# Task requirements
1. Answer these questions using the text on Texas mineral owners' associations:
(a) How did speculators in Pennsylvania pay for leases?
(b) What was the number of the bill that sought to legalize allocation wells?
(c) By what vote did the Texas Supreme Court rule in Chesapeake v. Hyder?
2. Render this sentence from the text on Texas mineral owners' associations into Spanish: "Landowners educated themselves and realized that there was power in numbers."
3. From the text on Texas mineral owners' associations, write out the passage from "TLMA and NARO-Texas both" up to and including "budgets are small.".

# Excerpted text
· · ·

When exploration began in the Marcellus Shale in Pennsylvania, it was the wild west transported to the east. Speculators sprung up and bought oil and gas leases with the expectation of selling them for a profit. The forms of oil and gas leases I saw being used in Pennsylvania were the worst I have seen in my career. Speculators paid for leases with 90-day drafts, hoping they could find a buyer for the leases in time to pay the bonuses.

But landowners soon caught on. They organized themselves, creating informal associations in geographic areas to negotiate leases as a group. The associations hired competent counsel. Large blocks of land were offered to multiple companies, forcing companies to bid against each other. Landowners educated themselves and realized that there was power in numbers.

Texas landowners, on the other hand, are an independent lot. They don’t like to give up their autonomy. They don’t like sharing their lease terms with other landowners. Every landowner thinks his lease form is the best. Landowners don’t like regulatory authorities telling them what they can and can’t do. One riot, one ranger.

In Texas’ last legislative session, three organizations representing land and mineral owners opposed legislation seeking to legalize allocation wells, House Bill 1552: Texas Land and Mineral Owners’ Association, the National Association of Royalty Owners-Texas, and Texas Cattle Raisers’ Association. Representatives and members of those associations testified and lobbied against the bill, and it did not make it out of committee. It is my opinion that the bill would have severely eroded mineral owners’ bargaining power with exploration companies. I testified against the bill.

Texas Land and Mineral Owners’ Association and NARO-Texas also filed an amicus brief this year in Chesapeake v. Hyder, a case dealing with the ability of lessees to deduct post-production costs from royalties. TLMA and NARO-Texas hired our firm and Raul Gonzalez, retired Supreme Court Justice, to file the brief on their behalf. The Texas Supreme Court recently ruled, 5 to 4, in favor of the royalty owners in that case.

TLMA and NARO-Texas both have conventions and provide educational opportunities to their members. Their boards are volunteers who work hard to protect and advance the interests of mineral owners. The organizations have relatively small membership compared to the number of mineral and royalty owners in Texas. Their budgets are small.

Texas mineral owners could learn from Pennsylvanians. Knowledge is power. There is strength in numbers. Texas mineral owners should join and support efforts of organizations like TLMA and NARO-Texas. What happens in the courts and legislature matters. There is such a thing as good government, good regulatory policy. The exploration industry in Texas has created wealth for thousands of Texans, but the interests of oil companies are not always aligned with the interests of land and mineral owners. Oil companies in Texas have powerful lobbies – witness the recent passage of House Bill 40, severely limiting the ability of municipalities to regulate oil and gas exploration in their jurisdictions. The efforts of TLMA and NARO-Texas remind legislators that oil companies don’t vote – people do. Legislators pay attention when members of those organizations engage in letter-writing campaigns to oppose or support legislation. Mineral owners in Texas should join one or both of these organizations, and get involved. It will be time and money well spent.

· · ·

# Provided data
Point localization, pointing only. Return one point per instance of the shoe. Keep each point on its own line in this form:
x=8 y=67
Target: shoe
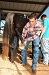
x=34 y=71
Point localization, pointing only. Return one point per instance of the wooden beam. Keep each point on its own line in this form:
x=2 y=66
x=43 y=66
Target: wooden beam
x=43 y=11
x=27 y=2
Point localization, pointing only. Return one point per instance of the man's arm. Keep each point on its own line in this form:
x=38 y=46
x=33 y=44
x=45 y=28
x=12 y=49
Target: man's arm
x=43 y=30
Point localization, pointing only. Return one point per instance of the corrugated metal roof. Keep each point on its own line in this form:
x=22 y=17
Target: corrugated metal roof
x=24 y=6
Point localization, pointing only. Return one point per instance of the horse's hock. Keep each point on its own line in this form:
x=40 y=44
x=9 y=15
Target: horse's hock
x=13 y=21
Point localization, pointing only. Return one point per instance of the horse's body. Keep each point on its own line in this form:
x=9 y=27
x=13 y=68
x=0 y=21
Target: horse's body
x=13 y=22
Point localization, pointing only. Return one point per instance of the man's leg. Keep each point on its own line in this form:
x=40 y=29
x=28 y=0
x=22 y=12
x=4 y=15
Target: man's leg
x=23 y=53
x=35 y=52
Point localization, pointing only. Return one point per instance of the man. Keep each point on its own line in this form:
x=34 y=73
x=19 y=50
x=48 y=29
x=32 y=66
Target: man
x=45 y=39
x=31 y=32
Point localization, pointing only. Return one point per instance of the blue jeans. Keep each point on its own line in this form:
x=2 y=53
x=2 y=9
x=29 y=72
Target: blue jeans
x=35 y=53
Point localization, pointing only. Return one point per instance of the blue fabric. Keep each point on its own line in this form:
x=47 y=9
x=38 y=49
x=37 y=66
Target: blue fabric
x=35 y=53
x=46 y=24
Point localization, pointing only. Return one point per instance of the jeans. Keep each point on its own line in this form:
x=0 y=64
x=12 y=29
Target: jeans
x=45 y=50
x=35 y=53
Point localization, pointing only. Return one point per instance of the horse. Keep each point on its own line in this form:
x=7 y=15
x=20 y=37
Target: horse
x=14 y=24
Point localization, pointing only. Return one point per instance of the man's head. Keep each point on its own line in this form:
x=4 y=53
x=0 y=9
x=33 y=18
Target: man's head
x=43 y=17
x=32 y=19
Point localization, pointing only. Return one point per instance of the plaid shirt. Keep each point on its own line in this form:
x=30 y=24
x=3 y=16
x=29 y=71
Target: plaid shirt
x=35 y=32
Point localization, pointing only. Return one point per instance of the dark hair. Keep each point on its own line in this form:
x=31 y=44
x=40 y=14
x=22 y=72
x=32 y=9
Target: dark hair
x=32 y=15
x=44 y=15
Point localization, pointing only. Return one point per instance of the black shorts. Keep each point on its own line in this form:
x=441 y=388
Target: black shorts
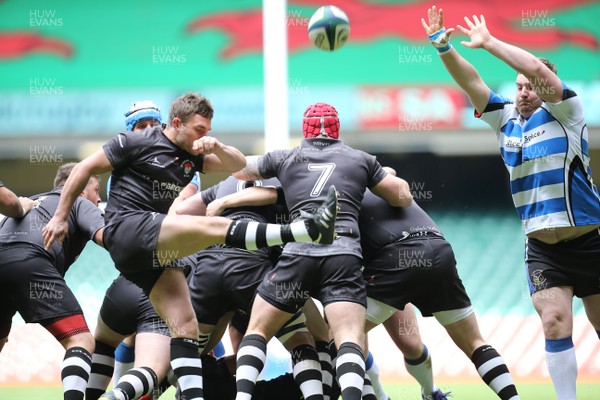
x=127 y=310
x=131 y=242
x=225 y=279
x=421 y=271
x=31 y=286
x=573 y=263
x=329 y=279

· · ·

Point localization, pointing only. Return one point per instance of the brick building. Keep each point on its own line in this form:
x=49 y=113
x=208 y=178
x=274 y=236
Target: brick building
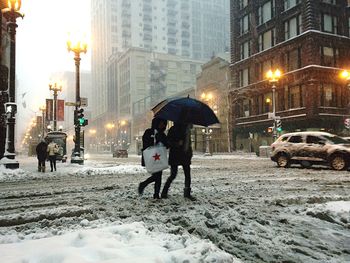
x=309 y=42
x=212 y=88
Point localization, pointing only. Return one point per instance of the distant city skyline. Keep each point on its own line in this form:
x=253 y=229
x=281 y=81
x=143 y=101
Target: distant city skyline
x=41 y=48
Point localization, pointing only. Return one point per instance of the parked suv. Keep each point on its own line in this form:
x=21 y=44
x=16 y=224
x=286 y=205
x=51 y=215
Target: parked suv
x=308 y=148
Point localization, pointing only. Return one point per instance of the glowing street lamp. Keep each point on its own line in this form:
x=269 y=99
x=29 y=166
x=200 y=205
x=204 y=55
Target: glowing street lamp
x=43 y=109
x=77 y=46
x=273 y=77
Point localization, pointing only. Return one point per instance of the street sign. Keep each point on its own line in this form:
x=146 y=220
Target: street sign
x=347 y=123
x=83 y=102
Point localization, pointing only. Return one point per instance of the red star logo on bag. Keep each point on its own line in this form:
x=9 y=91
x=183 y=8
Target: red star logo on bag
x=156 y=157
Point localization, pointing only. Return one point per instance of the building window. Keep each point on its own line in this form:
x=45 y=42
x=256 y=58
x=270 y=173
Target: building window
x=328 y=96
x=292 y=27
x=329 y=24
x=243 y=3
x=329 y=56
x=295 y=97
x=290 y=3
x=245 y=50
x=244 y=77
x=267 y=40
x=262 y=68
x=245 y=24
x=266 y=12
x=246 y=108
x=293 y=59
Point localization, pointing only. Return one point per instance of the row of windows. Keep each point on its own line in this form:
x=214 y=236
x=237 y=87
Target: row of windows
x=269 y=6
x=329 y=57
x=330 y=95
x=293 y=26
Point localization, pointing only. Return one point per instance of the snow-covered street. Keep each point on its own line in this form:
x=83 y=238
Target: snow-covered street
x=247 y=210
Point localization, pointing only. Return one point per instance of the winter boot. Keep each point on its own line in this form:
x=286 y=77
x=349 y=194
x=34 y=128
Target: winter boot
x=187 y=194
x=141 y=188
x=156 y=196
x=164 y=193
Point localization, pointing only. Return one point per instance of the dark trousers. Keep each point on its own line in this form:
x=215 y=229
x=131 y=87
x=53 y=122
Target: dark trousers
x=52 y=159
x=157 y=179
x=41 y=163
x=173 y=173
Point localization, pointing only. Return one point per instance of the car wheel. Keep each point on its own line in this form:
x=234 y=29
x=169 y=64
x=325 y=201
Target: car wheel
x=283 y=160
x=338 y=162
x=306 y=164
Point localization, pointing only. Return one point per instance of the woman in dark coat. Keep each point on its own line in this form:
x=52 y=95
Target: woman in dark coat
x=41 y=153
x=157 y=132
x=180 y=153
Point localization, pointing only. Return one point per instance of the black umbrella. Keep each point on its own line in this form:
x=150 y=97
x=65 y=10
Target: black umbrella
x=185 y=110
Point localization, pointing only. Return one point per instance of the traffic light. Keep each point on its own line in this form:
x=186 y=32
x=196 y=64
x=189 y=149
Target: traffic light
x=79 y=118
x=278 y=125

· · ·

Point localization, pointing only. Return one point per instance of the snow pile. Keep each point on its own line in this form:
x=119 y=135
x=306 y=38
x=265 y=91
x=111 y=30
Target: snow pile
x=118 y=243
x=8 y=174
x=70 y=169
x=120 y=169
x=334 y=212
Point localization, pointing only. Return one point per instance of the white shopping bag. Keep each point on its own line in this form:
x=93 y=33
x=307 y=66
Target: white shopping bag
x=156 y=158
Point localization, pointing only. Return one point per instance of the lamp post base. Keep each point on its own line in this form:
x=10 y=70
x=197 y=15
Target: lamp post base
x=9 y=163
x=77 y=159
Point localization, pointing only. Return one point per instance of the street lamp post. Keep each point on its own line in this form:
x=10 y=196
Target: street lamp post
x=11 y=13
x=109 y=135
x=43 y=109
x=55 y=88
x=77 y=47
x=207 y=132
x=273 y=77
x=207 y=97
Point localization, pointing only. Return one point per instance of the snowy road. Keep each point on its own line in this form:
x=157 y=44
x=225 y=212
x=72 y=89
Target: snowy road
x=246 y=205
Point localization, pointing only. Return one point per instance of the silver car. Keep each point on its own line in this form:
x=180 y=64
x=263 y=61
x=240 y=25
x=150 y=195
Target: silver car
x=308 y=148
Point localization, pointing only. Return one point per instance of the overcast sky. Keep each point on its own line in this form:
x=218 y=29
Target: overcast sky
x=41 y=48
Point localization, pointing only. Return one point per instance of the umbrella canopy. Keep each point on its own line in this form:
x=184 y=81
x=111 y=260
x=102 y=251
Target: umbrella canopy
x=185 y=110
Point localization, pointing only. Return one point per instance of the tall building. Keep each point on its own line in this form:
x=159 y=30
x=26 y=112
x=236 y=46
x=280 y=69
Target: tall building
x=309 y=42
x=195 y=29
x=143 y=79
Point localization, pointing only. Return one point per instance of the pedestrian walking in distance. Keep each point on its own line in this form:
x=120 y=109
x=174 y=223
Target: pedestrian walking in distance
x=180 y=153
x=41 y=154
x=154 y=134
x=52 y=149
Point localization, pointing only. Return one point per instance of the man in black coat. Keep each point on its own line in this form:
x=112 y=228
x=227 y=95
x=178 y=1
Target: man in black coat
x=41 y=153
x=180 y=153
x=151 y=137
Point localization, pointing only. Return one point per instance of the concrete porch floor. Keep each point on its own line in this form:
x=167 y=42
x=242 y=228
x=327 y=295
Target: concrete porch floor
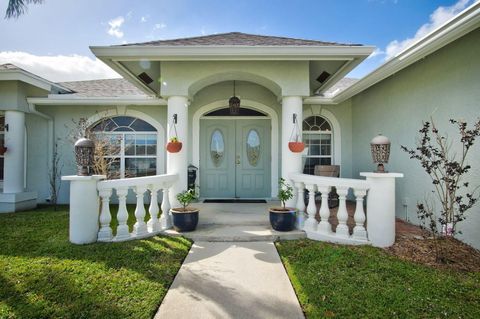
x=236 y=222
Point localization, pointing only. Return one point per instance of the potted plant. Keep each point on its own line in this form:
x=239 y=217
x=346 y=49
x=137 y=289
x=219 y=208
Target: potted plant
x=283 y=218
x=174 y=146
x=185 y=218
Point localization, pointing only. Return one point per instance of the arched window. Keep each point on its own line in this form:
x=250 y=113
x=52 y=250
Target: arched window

· · ·

# Expected outputs
1.
(a) With 90-day drafts.
(b) House Bill 1552.
(c) 5 to 4, in favor of the royalty owners.

2. Los propietarios de tierras se instruyeron y se dieron cuenta de que había poder en el número.

3.
TLMA and NARO-Texas both have conventions and provide educational opportunities to their members. Their boards are volunteers who work hard to protect and advance the interests of mineral owners. The organizations have relatively small membership compared to the number of mineral and royalty owners in Texas. Their budgets are small.